----- Stored data
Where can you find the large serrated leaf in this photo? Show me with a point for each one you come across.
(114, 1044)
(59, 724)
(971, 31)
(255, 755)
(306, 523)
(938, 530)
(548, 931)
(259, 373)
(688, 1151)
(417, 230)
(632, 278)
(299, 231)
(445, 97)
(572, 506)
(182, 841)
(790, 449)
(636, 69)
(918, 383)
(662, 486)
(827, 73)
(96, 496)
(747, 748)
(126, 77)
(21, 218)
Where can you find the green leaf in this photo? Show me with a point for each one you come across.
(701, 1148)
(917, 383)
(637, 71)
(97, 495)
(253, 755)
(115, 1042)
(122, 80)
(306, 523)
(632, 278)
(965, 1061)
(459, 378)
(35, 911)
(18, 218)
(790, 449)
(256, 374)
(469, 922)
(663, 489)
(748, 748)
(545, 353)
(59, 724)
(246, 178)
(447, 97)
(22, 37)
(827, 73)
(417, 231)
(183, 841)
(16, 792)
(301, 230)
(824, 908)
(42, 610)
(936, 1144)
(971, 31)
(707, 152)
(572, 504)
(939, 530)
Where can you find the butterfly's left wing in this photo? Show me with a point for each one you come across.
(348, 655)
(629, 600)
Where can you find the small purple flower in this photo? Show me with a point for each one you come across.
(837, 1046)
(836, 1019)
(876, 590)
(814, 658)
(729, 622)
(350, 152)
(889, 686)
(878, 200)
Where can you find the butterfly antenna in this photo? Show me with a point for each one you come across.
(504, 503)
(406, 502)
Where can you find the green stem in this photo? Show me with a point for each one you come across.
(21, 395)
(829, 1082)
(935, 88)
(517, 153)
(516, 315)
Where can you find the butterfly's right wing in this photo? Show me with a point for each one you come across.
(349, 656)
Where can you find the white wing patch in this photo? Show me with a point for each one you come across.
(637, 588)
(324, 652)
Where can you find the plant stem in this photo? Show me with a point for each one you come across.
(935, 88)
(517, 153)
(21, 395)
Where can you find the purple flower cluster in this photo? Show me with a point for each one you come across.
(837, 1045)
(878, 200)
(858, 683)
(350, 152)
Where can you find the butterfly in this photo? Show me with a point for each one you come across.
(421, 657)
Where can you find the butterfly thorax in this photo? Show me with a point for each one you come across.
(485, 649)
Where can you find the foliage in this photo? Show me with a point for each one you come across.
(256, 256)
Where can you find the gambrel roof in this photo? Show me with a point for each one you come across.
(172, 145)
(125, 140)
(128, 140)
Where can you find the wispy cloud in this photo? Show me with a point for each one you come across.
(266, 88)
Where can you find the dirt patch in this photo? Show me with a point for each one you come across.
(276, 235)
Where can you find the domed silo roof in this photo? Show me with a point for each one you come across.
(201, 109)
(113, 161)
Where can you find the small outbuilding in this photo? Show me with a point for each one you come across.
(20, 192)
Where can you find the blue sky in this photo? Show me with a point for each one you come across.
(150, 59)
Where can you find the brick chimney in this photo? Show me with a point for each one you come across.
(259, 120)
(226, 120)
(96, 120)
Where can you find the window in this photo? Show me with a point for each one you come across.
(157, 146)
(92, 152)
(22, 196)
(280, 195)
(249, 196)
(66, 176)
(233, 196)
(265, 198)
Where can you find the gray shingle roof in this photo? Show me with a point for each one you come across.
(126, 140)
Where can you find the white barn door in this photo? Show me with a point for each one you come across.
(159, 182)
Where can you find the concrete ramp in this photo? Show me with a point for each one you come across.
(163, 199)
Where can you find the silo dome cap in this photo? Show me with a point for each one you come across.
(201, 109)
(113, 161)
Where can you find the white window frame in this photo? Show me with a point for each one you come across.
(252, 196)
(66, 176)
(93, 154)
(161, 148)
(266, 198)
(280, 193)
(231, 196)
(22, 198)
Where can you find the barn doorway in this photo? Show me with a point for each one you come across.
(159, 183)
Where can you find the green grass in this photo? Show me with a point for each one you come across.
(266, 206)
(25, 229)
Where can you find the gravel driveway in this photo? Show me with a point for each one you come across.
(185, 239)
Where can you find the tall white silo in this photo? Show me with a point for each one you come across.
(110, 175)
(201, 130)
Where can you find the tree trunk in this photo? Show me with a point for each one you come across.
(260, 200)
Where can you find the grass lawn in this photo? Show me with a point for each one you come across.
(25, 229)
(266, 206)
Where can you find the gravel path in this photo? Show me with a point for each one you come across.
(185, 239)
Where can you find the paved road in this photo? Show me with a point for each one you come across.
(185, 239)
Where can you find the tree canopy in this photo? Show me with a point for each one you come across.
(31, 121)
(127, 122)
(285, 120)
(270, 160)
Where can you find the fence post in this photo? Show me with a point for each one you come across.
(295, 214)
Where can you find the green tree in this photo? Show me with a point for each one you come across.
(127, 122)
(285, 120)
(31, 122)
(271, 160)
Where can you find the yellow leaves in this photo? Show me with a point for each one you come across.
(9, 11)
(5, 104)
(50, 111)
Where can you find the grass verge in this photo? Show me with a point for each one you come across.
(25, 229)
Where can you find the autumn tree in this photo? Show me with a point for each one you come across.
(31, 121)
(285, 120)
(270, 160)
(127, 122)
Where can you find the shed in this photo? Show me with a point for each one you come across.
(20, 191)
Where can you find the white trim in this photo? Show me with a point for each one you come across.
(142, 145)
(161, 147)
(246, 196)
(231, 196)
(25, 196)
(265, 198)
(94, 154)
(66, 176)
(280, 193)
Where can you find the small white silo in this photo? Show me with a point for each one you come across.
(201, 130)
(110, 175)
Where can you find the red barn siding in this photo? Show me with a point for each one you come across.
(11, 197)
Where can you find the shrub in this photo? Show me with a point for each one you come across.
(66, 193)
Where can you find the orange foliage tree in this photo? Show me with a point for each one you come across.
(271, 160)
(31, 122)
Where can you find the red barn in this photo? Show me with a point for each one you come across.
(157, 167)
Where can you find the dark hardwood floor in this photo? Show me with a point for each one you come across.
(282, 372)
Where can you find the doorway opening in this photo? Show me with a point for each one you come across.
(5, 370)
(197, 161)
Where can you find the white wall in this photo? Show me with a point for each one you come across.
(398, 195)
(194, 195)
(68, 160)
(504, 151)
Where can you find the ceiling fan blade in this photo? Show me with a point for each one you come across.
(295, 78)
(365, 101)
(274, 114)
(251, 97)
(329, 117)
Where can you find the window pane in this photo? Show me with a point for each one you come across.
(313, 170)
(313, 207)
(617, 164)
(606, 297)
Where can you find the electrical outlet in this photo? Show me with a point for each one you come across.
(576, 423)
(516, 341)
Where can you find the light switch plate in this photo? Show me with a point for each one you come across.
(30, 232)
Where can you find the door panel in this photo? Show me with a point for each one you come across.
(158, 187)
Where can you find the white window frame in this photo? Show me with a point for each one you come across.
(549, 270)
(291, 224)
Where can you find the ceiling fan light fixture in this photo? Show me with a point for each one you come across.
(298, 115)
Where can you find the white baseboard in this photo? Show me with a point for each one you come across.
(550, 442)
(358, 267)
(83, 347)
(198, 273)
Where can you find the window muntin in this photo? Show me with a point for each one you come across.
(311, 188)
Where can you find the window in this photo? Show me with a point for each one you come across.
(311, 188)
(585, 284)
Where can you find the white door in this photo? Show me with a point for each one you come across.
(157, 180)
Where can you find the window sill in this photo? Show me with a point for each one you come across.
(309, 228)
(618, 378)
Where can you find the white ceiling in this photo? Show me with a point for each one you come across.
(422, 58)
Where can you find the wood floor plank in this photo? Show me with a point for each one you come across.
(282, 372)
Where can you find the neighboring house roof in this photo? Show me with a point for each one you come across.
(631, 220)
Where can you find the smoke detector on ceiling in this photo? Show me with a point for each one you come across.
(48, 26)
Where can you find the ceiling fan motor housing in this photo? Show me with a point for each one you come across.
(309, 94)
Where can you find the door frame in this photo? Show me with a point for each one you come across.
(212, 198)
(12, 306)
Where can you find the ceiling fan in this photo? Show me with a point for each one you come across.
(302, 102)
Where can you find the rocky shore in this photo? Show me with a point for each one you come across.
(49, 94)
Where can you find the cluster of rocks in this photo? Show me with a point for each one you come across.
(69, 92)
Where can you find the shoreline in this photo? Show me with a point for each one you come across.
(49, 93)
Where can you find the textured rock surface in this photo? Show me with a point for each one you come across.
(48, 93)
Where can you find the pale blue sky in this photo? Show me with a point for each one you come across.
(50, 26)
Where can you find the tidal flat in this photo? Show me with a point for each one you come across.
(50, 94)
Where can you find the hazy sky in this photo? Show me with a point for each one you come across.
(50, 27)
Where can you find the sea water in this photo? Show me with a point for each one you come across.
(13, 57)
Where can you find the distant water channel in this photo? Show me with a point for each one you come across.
----------
* [Task instructions] Set out as a numbered list every line from the one containing "Where can you find the shoreline" through the end of the records above, both inclusive, leaving out blank lines.

* [Exercise response]
1. Where can you find the shoreline in this photo? Show me with a point for each one you come across.
2. (49, 93)
3. Where can you find the textured rock surface in this photo? Show me with a point for each one you come across.
4. (48, 93)
5. Where can you find the pale blue sky in this photo? Show me with a point for each one you come across.
6. (50, 26)
7. Where can you find the tidal flat in this photo? Show me with a point for each one you come across.
8. (50, 94)
9. Where can you find the hazy sky in this photo? Show me with a point for each one you come across.
10. (50, 27)
11. Where can you find the sea water in this photo? Show me with a point for each one you come across.
12. (13, 57)
13. Where can you find the distant water channel in this photo? Show me with a point for each one you come across.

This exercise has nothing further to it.